Where a line has odd spacing or punctuation, keep it; transcribe all the entries exactly.

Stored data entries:
· · · · · · ·

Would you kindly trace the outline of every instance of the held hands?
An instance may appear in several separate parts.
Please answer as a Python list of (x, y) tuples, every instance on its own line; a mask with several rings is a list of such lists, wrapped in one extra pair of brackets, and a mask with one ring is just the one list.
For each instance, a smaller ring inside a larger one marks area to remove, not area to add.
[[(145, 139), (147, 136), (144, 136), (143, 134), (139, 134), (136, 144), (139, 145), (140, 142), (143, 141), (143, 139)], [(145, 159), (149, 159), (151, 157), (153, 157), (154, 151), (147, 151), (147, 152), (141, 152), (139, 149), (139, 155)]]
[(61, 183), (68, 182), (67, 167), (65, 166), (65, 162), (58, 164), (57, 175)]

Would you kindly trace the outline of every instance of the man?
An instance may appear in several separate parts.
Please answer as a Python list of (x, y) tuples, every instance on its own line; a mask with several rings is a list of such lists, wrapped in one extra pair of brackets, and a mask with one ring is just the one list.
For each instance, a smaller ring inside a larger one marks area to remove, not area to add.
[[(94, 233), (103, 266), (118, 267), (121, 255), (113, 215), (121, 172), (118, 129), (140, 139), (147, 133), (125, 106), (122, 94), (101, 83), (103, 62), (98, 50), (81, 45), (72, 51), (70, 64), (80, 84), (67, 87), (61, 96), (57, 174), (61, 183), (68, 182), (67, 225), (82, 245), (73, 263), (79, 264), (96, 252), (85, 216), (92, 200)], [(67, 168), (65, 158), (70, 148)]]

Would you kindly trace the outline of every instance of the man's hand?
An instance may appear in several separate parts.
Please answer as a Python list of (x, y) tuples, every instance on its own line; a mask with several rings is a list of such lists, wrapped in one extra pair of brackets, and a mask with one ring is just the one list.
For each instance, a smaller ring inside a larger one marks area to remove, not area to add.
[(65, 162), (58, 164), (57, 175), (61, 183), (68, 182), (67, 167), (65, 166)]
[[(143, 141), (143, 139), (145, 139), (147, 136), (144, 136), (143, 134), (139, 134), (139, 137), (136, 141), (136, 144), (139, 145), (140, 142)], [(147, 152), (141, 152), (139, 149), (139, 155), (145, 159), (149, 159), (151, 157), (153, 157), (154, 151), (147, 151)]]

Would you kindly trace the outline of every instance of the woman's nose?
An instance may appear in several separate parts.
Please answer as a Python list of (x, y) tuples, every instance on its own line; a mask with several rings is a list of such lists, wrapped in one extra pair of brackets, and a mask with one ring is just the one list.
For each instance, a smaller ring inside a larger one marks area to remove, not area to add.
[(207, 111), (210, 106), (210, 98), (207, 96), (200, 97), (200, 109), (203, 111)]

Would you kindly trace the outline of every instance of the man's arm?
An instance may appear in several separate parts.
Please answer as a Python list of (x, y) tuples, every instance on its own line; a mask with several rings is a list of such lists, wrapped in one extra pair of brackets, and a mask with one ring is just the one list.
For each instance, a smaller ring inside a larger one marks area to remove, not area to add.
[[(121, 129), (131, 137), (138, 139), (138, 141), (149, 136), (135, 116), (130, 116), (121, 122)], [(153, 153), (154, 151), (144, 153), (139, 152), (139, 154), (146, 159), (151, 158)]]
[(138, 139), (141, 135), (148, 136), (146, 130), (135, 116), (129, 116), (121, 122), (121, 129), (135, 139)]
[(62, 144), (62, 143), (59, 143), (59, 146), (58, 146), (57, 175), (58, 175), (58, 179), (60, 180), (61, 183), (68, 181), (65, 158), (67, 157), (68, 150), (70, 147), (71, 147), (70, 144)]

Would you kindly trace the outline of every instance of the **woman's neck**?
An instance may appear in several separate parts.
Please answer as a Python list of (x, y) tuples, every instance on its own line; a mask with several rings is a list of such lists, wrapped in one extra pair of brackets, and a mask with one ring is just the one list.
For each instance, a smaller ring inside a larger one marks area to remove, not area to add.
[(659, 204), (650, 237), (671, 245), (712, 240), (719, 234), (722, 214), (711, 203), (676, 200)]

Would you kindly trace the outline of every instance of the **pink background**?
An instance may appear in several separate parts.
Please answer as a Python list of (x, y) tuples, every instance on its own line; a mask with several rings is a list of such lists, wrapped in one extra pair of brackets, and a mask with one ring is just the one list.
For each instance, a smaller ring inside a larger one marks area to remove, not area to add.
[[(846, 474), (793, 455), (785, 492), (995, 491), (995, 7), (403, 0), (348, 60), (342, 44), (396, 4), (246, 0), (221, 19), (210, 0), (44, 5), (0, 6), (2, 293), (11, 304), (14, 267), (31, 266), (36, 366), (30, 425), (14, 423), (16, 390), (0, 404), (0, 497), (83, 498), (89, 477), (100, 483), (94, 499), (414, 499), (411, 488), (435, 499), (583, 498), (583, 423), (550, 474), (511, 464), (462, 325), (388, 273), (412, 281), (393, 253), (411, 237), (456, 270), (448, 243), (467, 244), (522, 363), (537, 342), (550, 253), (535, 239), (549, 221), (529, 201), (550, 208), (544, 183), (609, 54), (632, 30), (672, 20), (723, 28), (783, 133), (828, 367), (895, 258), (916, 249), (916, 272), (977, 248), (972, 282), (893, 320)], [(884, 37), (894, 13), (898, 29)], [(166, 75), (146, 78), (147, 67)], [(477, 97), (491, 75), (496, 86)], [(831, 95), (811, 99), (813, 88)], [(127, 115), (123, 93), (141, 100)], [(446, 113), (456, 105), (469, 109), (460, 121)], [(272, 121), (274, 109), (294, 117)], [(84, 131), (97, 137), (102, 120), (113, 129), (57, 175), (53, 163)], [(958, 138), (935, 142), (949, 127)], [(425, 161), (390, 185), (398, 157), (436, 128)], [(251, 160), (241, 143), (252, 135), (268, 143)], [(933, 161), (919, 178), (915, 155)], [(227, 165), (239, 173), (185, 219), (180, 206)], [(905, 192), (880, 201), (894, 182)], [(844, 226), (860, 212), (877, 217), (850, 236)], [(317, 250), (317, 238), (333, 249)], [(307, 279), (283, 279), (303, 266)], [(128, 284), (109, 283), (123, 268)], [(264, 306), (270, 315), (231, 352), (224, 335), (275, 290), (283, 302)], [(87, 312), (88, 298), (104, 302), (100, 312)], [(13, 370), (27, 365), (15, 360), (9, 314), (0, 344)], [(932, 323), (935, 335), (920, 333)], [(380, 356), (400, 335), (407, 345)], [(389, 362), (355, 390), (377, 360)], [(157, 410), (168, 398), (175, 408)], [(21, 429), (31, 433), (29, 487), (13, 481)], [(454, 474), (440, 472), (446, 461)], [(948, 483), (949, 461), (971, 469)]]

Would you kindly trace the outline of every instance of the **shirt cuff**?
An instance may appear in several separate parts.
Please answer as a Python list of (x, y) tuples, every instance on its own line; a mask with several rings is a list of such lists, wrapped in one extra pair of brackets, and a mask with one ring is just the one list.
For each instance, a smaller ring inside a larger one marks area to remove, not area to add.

· · · · · · ·

* _ANSWER SECTION_
Would you kindly trace the outline of every instance of the held hands?
An instance may appear in several separate parts.
Please answer as a Python list of (x, y) tuples, every instance on its own line; a mask with several rings is a list of such lists, wrapped in one extra pair of brackets, and a mask with one ring is just the one list.
For each instance, a smaller ring inside a larger one marks area to remove, not area to add.
[[(145, 139), (147, 136), (144, 136), (143, 134), (139, 134), (136, 144), (139, 145), (140, 142), (143, 141), (143, 139)], [(145, 159), (149, 159), (151, 157), (153, 157), (154, 151), (147, 151), (147, 152), (141, 152), (139, 149), (139, 155)]]
[(61, 183), (68, 182), (67, 167), (65, 166), (65, 162), (58, 164), (57, 175)]

Would you kindly trace the outline of every instance of the man?
An instance may appear in several separate parts.
Please answer as a Python list of (x, y) tuples, every instance on its own line; a mask with several rings is a list of such lists, wrapped in one extra pair of brackets, and a mask with one ring is just the one list.
For each instance, a smaller ring inside a larger one marks area to remove, not area to add.
[[(94, 233), (103, 266), (118, 267), (121, 255), (113, 215), (121, 172), (118, 129), (140, 139), (147, 133), (125, 106), (122, 94), (101, 83), (103, 62), (98, 50), (81, 45), (72, 51), (70, 64), (80, 84), (67, 87), (61, 96), (57, 174), (61, 183), (68, 182), (67, 225), (82, 245), (73, 263), (79, 264), (96, 252), (85, 216), (92, 200)], [(67, 168), (65, 158), (70, 148)]]

Would you kindly trace the outline of every instance of the man's hand?
An instance may appear in several separate parts.
Please answer as a Python list of (x, y) tuples, every instance on its own line; a mask with several rings is a list of such lists, wrapped in one extra pair of brackets, and a mask with one ring is just the one list.
For each instance, a smaller ring inside a larger one marks area to remove, not area to add.
[(65, 162), (58, 164), (57, 175), (61, 183), (68, 182), (67, 167), (65, 166)]
[[(143, 141), (143, 139), (145, 139), (147, 136), (144, 136), (143, 134), (139, 134), (139, 137), (136, 141), (136, 144), (139, 145), (140, 142)], [(147, 152), (141, 152), (139, 149), (139, 155), (145, 159), (149, 159), (151, 157), (153, 157), (154, 151), (147, 151)]]

Would you kindly trace the outline of every instance of the woman's nose?
An instance may appear in several separate parts.
Please answer as a Python list of (x, y) tuples, every instance on its own line; a mask with several rings is a list of such lists, wrapped in one extra pair of brackets, and a mask with one ring is just the one list.
For each instance, a smaller ring inside a larger one marks area to remove, not area to add.
[(207, 111), (210, 106), (210, 98), (207, 96), (200, 97), (200, 109), (203, 111)]

Would you kindly trace the outline of every instance of the man's arm?
An instance may appear in several separate parts.
Please answer as a Python list of (x, y) tuples, every instance on its own line; a mask with several rings is a list of such lists, wrapped in one extra pair of brackets, and a mask with one ring is just the one list.
For each instance, a smaller ring inside a larger one marks area to remove, not area to add.
[[(121, 129), (131, 137), (138, 139), (138, 141), (149, 136), (135, 116), (130, 116), (121, 122)], [(153, 153), (154, 151), (144, 153), (139, 152), (139, 154), (146, 159), (151, 158)]]
[(138, 139), (141, 135), (148, 136), (146, 130), (135, 116), (129, 116), (121, 122), (121, 129), (135, 139)]
[(62, 144), (62, 143), (59, 143), (59, 146), (58, 146), (57, 175), (58, 175), (58, 179), (60, 180), (61, 183), (68, 181), (65, 158), (67, 157), (68, 150), (70, 147), (71, 147), (70, 144)]

Would you kindly trace the outline of every instance of the **woman's neck**?
An instance may appear in several separate parts.
Please answer as a Python list of (x, y) tuples, every instance on its own line; a mask with several rings is a list of such lists, wrapped in one extra pair of brackets, and a mask with one ring is just the one list.
For each instance, a smaller ring inside a larger one marks area to remove, not area to add.
[(659, 204), (650, 237), (671, 245), (712, 240), (719, 234), (722, 214), (711, 203), (676, 200)]

Would you kindly trace the outline of every instance of the **pink background**?
An instance may appear in several separate parts.
Please answer as a Python list of (x, y) tuples, every instance on its own line; a mask with several rings is a list of such lists, wrapped in one extra pair of brackets, and a mask with one ring is just the one list.
For each instance, a smaller ring inside a larger one marks area to remove, not area to add.
[[(846, 474), (793, 455), (785, 492), (995, 491), (995, 7), (403, 0), (348, 60), (342, 44), (396, 4), (246, 0), (221, 19), (210, 0), (44, 5), (0, 6), (2, 293), (11, 304), (14, 267), (31, 266), (36, 366), (30, 425), (14, 423), (16, 390), (0, 404), (0, 497), (83, 498), (89, 477), (100, 483), (94, 499), (414, 499), (411, 488), (435, 499), (583, 498), (583, 423), (550, 474), (511, 464), (462, 325), (388, 273), (412, 281), (393, 253), (411, 237), (456, 270), (448, 243), (467, 244), (522, 363), (537, 342), (550, 253), (535, 239), (549, 221), (529, 201), (550, 208), (544, 183), (609, 54), (632, 30), (672, 20), (723, 28), (783, 133), (828, 367), (895, 258), (916, 249), (916, 272), (977, 248), (972, 282), (893, 320)], [(884, 37), (894, 13), (898, 29)], [(166, 75), (146, 78), (147, 67)], [(477, 97), (491, 75), (496, 86)], [(831, 95), (811, 99), (813, 88)], [(127, 115), (123, 93), (141, 100)], [(446, 113), (456, 105), (469, 109), (460, 121)], [(272, 121), (274, 109), (294, 117)], [(84, 131), (97, 137), (102, 120), (113, 129), (57, 175), (53, 163)], [(958, 138), (935, 142), (949, 127)], [(425, 161), (390, 185), (398, 157), (436, 128)], [(251, 160), (241, 143), (252, 135), (268, 143)], [(933, 161), (919, 178), (915, 155)], [(227, 165), (239, 173), (185, 219), (180, 206)], [(905, 192), (880, 201), (894, 182)], [(844, 226), (860, 212), (877, 217), (850, 236)], [(317, 250), (317, 238), (333, 249)], [(307, 279), (283, 279), (303, 266)], [(128, 284), (109, 283), (123, 268)], [(264, 306), (270, 315), (231, 352), (224, 335), (275, 290), (283, 302)], [(87, 312), (88, 298), (104, 302), (100, 312)], [(13, 370), (27, 365), (15, 360), (9, 314), (0, 344)], [(932, 323), (935, 335), (920, 333)], [(380, 356), (400, 335), (407, 345)], [(389, 362), (355, 390), (377, 360)], [(157, 410), (168, 398), (175, 408)], [(21, 429), (31, 433), (29, 487), (13, 481)], [(454, 474), (440, 472), (446, 461)], [(948, 483), (949, 461), (971, 469)]]

Would you kindly trace the outline of every instance of the **shirt cuff**?
An instance may appear in several separate parts.
Please answer as a Python list of (x, y) tuples, every instance on its own line; a mask with several rings is a list of such lists, wrapped in one extra pair of brackets, and a mask with one ring is just the one list.
For each instance, a smaller ring inside a larger one marks area to remove, not area to add.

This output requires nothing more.